**WORK REQUIRED**
The answer is all of the entries below, repeated exactly and free of pictures.

(Beginning of DATA FOR REVIEW)

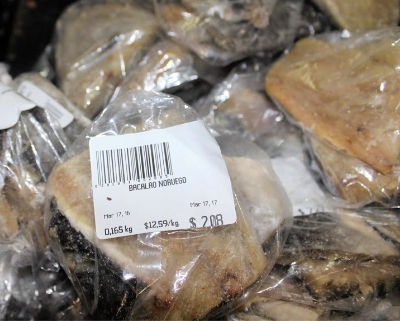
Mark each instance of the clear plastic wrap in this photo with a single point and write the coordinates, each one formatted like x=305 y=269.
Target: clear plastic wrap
x=165 y=66
x=343 y=91
x=33 y=286
x=238 y=105
x=169 y=67
x=35 y=87
x=29 y=150
x=224 y=31
x=186 y=274
x=97 y=42
x=343 y=265
x=357 y=15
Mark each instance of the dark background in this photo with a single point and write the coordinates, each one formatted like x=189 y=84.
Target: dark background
x=26 y=27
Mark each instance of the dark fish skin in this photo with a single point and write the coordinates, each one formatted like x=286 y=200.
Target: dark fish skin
x=332 y=275
x=91 y=269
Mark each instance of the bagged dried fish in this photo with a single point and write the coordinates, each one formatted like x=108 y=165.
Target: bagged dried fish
x=96 y=45
x=334 y=266
x=238 y=105
x=46 y=95
x=344 y=91
x=33 y=286
x=185 y=274
x=171 y=68
x=224 y=31
x=362 y=14
x=29 y=150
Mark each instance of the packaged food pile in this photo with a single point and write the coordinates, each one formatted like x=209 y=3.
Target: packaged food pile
x=202 y=160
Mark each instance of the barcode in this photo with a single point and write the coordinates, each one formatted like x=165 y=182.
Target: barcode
x=124 y=165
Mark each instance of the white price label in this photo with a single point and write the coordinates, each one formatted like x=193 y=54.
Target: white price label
x=159 y=180
x=39 y=97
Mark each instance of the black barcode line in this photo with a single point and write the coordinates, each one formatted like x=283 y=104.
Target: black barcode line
x=124 y=165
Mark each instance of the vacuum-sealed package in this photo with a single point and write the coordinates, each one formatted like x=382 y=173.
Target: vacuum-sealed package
x=362 y=14
x=168 y=67
x=334 y=266
x=238 y=105
x=31 y=144
x=221 y=32
x=97 y=42
x=135 y=233
x=313 y=21
x=343 y=92
x=44 y=94
x=33 y=286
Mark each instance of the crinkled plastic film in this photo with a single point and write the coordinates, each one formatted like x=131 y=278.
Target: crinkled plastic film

(End of DATA FOR REVIEW)

**PROBLEM SOLUTION**
Mark each instance of the clear plastic wrap in this photo with a single point and write the coordinates, each one formatted like x=305 y=269.
Target: clear plastic wrap
x=165 y=66
x=343 y=91
x=33 y=286
x=238 y=105
x=169 y=67
x=35 y=87
x=29 y=150
x=224 y=31
x=186 y=274
x=97 y=42
x=343 y=265
x=357 y=15
Mark each instance of the dark background in this photo with a single point and write the coordinates, each one formatted like x=189 y=84.
Target: dark background
x=26 y=27
Mark each instance of the dark fish skin in this photo with a single point and write the coordinates, each one formatted like x=286 y=200.
Target: dark fish skin
x=332 y=275
x=91 y=269
Mark each instance of the bagged dried fish in this photo with a single point and write the coordinates, each one formatted like x=108 y=165.
Target: bagged dried fish
x=96 y=45
x=334 y=266
x=238 y=105
x=46 y=95
x=344 y=91
x=33 y=286
x=185 y=274
x=171 y=68
x=224 y=31
x=362 y=14
x=29 y=150
Mark each instance of the packaged food pile in this photo with a single point and write the coordinates, each one formatted like x=209 y=3.
Target: packaged food pile
x=202 y=160
Mark each instance of the barcode in this photo with a single point and write the coordinates, each one formatted like x=165 y=182.
Target: barcode
x=124 y=165
Mark each instance of the white price label in this photo with a single point and write the coordinates, each one formatted like x=193 y=54.
Target: white price label
x=159 y=180
x=39 y=97
Mark each instance of the black barcode line in this photo with a single point and write the coordinates, each one formatted like x=283 y=104.
Target: black barcode line
x=124 y=165
Mark each instance of the vacuum-sealed package in this photo with a single point and write the coordinates, each one formatted like x=382 y=173.
Target: vacuum-sealed package
x=362 y=14
x=168 y=67
x=334 y=266
x=238 y=105
x=31 y=144
x=221 y=32
x=97 y=42
x=135 y=233
x=313 y=21
x=343 y=92
x=44 y=94
x=33 y=286
Mark each instance of the crinkled plastic film in this photo with a single point and write the coordinates, each one formatted like x=131 y=278.
Target: crinkled plastic film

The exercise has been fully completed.